- [Zu erledigende Arbeit]:
(1) Beantworte zum Text über die Koalition im U-Ausschuss:
(a) Welche beiden Parteien bilden die scheidende Koalition?
(b) In welchem Untersuchungsausschuss haben die Grünen die Koalitionsdisziplin endgültig beendet?
(c) Von welchen drei Parteien stammten Fragen, die der ÖVP ähnlich unangenehm waren?
(2) Erweitere den Text über die Koalition im U-Ausschuss um einen Absatz, der nach seinem letzten Satz einsetzt.

- [Text der Seite]:
Die Koalition im U-Ausschuss: Die Arena ist eröffnet
Mitten in einem Wahlkampf ist wahrscheinlich nicht der richtige Moment zu philosophieren, was von einer scheidenden Regierung bleiben wird. Wie viel bleibenden Impact die türkis-grüne Koalition hat, wird erst im Nachhinein entschieden. Aber eines zeichnet sich schon ab: Im Bereich U-Ausschüsse könnten die ÖVP und die Grünen einen nachhaltigen Kulturwechsel in Österreich ermöglicht haben.
Denn zum ersten Mal in der Geschichte wurde ein Untersuchungsausschuss angesetzt, in dem ein Koalitionspartner den anderen untersucht. Zuvor war auch die parlamentarische Untersuchung strikter Teil der Koalitionsdisziplin: Innerhalb der Regierung kritisiert man einander nicht, hält dicht und bleibt sich schuldig, einander auch im gegenteiligen Fall zu verteidigen.
Besonders im COFAG-Untersuchungsausschuss haben die Grünen mit ihrem Verhalten gegenüber dem türkisen Partner diese Koalitionsdisziplin endgültig beendet: Dort fragten sie bei aktuellen und früheren Politikerinnen und Politikern der ÖVP nach, als wären sie nach wie vor in Opposition. Der Stil der Befragung unterschied sich zwischen dem U-Ausschuss zum „rot-blauen Machtmissbrauch“ und dem über umstrittene COVID-Förderungen kaum – nur die Fragen an einen durch die Grünen besetzten Herrn waren gehemmter. Aber dem Koalitionspartner der ÖVP waren einige Fragen sichtlich unangenehm, ähnlich wie die Fragen von NEOS, SPÖ und FPÖ.

- [Bereitgestellte Daten]:
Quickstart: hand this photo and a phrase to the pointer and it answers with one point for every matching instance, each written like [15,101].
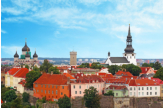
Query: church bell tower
[129,51]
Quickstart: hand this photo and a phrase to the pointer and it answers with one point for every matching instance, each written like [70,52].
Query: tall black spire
[129,48]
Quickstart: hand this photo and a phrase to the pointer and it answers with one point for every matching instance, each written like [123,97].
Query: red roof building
[52,86]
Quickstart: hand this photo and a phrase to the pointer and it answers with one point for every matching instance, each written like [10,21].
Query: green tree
[25,97]
[26,66]
[92,98]
[159,74]
[64,102]
[35,68]
[84,65]
[45,66]
[113,69]
[31,77]
[3,90]
[10,95]
[133,69]
[109,93]
[145,65]
[54,69]
[157,65]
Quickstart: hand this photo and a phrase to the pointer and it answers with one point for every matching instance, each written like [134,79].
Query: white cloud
[3,31]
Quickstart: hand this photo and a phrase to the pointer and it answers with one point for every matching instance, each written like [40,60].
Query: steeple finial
[129,30]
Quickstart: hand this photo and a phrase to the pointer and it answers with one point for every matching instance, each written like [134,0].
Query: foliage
[159,74]
[54,69]
[157,65]
[92,98]
[64,102]
[45,66]
[25,97]
[133,69]
[3,90]
[10,95]
[84,65]
[31,77]
[35,68]
[96,66]
[26,66]
[109,93]
[113,69]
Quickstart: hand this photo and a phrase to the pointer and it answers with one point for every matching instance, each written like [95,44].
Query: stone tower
[73,60]
[129,51]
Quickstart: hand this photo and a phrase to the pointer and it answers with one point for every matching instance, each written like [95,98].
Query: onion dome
[16,55]
[27,55]
[35,55]
[25,48]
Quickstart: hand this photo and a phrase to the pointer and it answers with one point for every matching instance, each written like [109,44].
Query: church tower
[129,51]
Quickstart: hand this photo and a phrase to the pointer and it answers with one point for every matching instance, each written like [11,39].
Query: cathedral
[25,58]
[129,57]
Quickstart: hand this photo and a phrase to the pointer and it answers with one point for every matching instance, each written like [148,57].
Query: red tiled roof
[37,95]
[89,79]
[68,75]
[57,79]
[117,87]
[145,69]
[12,71]
[22,73]
[157,80]
[142,82]
[123,73]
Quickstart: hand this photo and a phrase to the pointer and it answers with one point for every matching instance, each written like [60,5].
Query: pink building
[84,82]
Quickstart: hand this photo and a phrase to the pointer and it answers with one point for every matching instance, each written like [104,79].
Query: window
[116,94]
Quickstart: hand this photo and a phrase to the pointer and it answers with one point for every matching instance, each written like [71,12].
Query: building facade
[129,57]
[25,57]
[73,58]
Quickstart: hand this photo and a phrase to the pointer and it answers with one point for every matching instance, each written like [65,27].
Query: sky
[92,28]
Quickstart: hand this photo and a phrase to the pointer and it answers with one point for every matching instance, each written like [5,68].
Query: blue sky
[92,28]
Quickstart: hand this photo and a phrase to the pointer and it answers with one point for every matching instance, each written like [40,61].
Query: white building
[129,57]
[143,88]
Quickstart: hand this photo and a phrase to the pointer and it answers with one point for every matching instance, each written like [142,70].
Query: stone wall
[121,102]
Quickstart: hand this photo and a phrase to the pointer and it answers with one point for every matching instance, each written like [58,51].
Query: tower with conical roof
[129,51]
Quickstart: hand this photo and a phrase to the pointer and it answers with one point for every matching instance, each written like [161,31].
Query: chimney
[68,80]
[51,72]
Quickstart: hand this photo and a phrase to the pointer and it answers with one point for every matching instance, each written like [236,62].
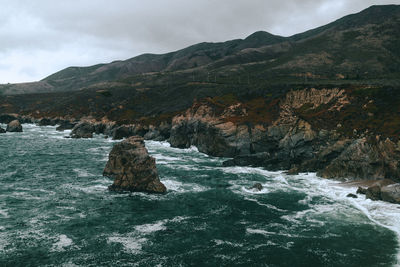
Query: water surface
[55,210]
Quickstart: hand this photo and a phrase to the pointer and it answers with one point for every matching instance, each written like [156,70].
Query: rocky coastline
[281,137]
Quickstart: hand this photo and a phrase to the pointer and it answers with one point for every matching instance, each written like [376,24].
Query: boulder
[66,125]
[7,118]
[122,132]
[132,168]
[361,190]
[257,187]
[373,192]
[83,130]
[391,193]
[47,122]
[14,126]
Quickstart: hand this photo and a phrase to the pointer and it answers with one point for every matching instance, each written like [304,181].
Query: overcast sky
[40,37]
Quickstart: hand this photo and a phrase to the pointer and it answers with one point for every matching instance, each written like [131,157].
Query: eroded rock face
[83,130]
[391,193]
[289,141]
[14,126]
[132,168]
[66,125]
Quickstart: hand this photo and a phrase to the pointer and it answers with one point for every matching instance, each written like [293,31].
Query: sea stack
[14,126]
[132,169]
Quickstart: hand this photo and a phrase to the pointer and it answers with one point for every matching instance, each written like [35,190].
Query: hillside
[362,46]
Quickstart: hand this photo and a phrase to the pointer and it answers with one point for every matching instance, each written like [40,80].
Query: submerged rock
[14,126]
[83,130]
[66,125]
[132,168]
[257,187]
[391,193]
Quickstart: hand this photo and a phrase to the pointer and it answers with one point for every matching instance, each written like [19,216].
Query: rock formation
[14,126]
[132,168]
[83,130]
[66,125]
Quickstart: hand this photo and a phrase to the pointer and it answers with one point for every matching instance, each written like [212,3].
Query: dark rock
[82,130]
[257,187]
[99,128]
[47,122]
[66,125]
[391,193]
[14,126]
[122,132]
[361,190]
[373,192]
[132,168]
[7,118]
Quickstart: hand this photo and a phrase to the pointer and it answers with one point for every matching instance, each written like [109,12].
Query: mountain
[362,46]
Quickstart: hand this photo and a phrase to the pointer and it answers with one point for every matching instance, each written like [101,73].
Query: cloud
[43,36]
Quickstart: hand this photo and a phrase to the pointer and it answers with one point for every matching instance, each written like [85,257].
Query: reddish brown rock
[132,168]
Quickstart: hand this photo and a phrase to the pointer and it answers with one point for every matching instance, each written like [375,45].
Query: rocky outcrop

- [Antworten der Reihe nach]:
(1)
(a) Die ÖVP und die Grünen
(b) Im COFAG-Untersuchungsausschuss
(c) NEOS, SPÖ und FPÖ

(2)
Jetzt kann man schon anmerken, dass die Grünen das aus einer nicht vollständig fehlerfreien Position heraus machen. Die ÖVP, die von ihr kritisch befragt wird, durfte nach wie vor mit grüner Unterstützung weiterregieren, wesentliche Verfehlungen beziehen sich auf die Legislaturperiode, in der die Grünen selbst Macht und Ämter genossen. Gerade beim Thema der russischen Unterwanderung müssen sich die Grünen gefallen lassen, nichts gegen die Abhängigkeit von russischem Gas getan zu haben. Aber deshalb jede Fragestellung zu entwerten, wäre falsch – es ist gut, dass auch Regierungspartner konstruktiv zur Kontrolle beitragen.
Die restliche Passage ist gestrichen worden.